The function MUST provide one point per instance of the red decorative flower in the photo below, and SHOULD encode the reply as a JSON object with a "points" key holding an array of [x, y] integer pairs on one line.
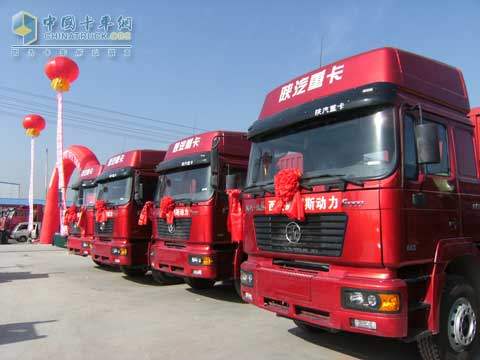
{"points": [[287, 190], [167, 205]]}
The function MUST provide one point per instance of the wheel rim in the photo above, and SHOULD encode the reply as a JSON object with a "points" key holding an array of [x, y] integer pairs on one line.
{"points": [[462, 324]]}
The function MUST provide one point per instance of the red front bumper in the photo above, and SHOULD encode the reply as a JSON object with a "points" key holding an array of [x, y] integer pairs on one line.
{"points": [[102, 251], [78, 246], [174, 260], [316, 297]]}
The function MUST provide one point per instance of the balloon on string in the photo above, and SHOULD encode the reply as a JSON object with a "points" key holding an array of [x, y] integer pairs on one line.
{"points": [[34, 124], [62, 71]]}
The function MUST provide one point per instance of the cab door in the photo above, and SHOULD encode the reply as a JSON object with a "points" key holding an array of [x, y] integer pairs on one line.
{"points": [[430, 204]]}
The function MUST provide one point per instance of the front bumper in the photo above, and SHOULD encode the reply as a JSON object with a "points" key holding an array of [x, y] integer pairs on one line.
{"points": [[174, 260], [315, 297], [101, 251], [75, 245]]}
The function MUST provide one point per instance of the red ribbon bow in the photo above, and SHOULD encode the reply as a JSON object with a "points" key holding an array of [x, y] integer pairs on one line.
{"points": [[235, 215], [167, 205], [70, 215], [146, 213], [100, 211], [287, 189], [82, 220]]}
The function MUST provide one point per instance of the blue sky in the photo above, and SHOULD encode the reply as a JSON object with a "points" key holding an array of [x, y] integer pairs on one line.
{"points": [[209, 64]]}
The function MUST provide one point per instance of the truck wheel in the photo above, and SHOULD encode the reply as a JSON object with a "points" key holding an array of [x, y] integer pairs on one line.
{"points": [[200, 284], [306, 326], [458, 337], [165, 279], [133, 271]]}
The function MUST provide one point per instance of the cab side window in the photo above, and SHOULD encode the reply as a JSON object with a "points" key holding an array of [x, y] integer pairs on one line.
{"points": [[465, 151], [410, 149]]}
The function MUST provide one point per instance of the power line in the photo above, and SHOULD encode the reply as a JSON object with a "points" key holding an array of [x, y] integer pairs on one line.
{"points": [[97, 108]]}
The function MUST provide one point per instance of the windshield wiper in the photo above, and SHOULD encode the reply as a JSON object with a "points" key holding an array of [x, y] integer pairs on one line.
{"points": [[264, 188], [347, 179]]}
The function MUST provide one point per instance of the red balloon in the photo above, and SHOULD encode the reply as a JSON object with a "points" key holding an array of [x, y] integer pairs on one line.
{"points": [[62, 67], [34, 121]]}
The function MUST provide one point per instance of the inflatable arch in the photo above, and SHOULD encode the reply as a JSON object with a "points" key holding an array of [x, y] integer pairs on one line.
{"points": [[78, 157]]}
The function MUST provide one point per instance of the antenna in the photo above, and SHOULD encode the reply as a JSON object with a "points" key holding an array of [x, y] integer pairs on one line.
{"points": [[321, 49]]}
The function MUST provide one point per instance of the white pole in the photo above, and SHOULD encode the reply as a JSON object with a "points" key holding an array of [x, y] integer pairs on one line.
{"points": [[30, 190]]}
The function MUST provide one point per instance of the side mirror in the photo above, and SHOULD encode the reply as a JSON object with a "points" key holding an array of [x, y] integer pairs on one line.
{"points": [[214, 181], [138, 196], [428, 147], [231, 182]]}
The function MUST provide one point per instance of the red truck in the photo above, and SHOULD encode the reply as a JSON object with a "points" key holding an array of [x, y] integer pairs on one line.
{"points": [[128, 180], [196, 244], [81, 224], [377, 231]]}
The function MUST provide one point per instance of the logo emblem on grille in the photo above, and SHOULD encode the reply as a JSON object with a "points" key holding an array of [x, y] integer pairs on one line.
{"points": [[293, 233]]}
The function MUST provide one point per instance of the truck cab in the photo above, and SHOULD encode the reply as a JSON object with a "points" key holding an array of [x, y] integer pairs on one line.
{"points": [[80, 230], [382, 163], [128, 180], [196, 245]]}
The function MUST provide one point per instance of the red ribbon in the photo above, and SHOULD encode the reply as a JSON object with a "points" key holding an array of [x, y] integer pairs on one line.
{"points": [[146, 213], [235, 215], [167, 205], [70, 215], [100, 211], [287, 190], [82, 220]]}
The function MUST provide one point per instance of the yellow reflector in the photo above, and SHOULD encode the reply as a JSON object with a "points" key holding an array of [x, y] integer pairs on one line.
{"points": [[207, 260], [389, 302]]}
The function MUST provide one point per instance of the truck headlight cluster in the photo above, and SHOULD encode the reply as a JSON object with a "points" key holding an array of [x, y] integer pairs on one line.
{"points": [[246, 278], [119, 251], [199, 260], [373, 301]]}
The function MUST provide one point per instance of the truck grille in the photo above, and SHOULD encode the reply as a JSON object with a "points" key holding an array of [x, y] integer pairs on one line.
{"points": [[181, 231], [321, 234], [74, 229], [105, 229]]}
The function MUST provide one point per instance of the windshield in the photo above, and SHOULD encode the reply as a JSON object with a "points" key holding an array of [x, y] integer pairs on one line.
{"points": [[187, 184], [89, 196], [116, 192], [358, 146]]}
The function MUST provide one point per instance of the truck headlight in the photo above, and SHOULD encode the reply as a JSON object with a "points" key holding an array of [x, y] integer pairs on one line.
{"points": [[119, 251], [199, 260], [373, 301], [246, 278]]}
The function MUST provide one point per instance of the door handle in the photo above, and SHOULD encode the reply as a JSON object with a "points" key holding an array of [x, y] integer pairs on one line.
{"points": [[452, 224]]}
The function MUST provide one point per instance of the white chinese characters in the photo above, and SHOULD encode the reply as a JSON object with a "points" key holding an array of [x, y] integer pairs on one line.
{"points": [[311, 82], [186, 144]]}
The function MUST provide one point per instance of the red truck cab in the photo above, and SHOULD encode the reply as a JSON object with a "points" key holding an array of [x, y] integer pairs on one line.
{"points": [[197, 245], [81, 230], [128, 180], [383, 163]]}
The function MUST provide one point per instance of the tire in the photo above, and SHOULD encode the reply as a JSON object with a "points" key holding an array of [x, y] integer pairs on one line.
{"points": [[306, 327], [200, 284], [459, 324], [133, 271], [165, 279]]}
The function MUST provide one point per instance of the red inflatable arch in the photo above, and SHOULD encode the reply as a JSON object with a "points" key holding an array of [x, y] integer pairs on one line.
{"points": [[75, 156]]}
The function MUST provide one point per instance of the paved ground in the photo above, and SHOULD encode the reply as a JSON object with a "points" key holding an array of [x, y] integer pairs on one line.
{"points": [[60, 306]]}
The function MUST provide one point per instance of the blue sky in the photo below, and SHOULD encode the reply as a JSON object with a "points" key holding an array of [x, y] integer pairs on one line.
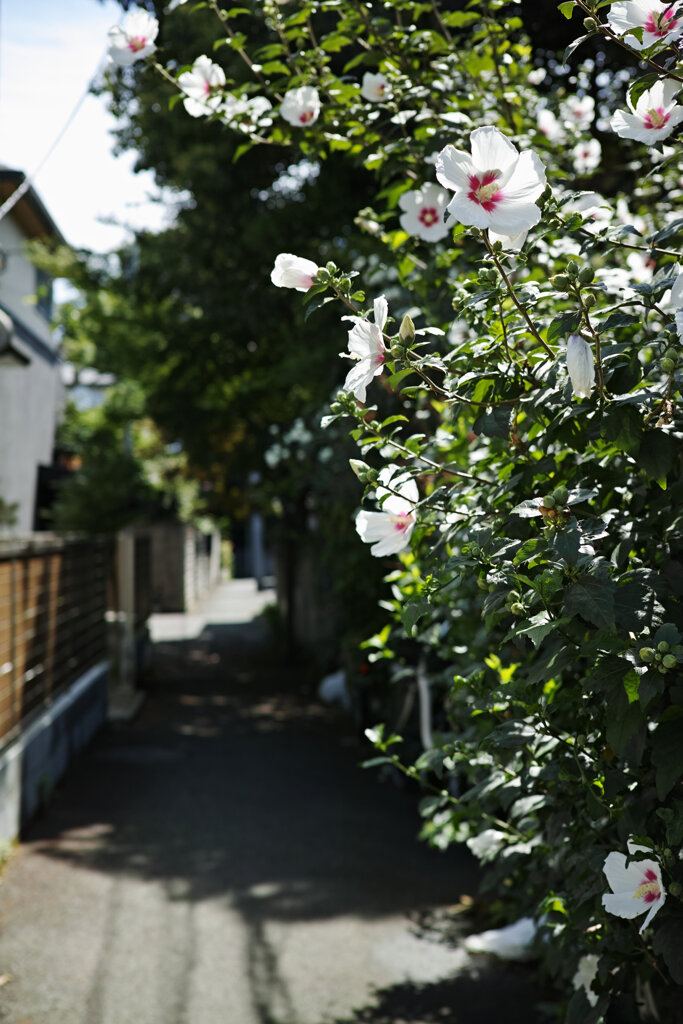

----------------------------------------

■ WHAT IS NEEDED
List every line of the records that contains the word "balloon".

■ OUTPUT FOR THIS TASK
The function MUST provide one point per instance of the balloon on string in the photo above, and SHOULD encode the reply as a JSON object with a "points" key holding an array of [x, y] integer pairs on one line.
The function MUST provide one point per instance of the red balloon in the photo above, and SHOULD encode the reply as a JSON object with a "points" key holding an array of [x, y] integer pairs on one line.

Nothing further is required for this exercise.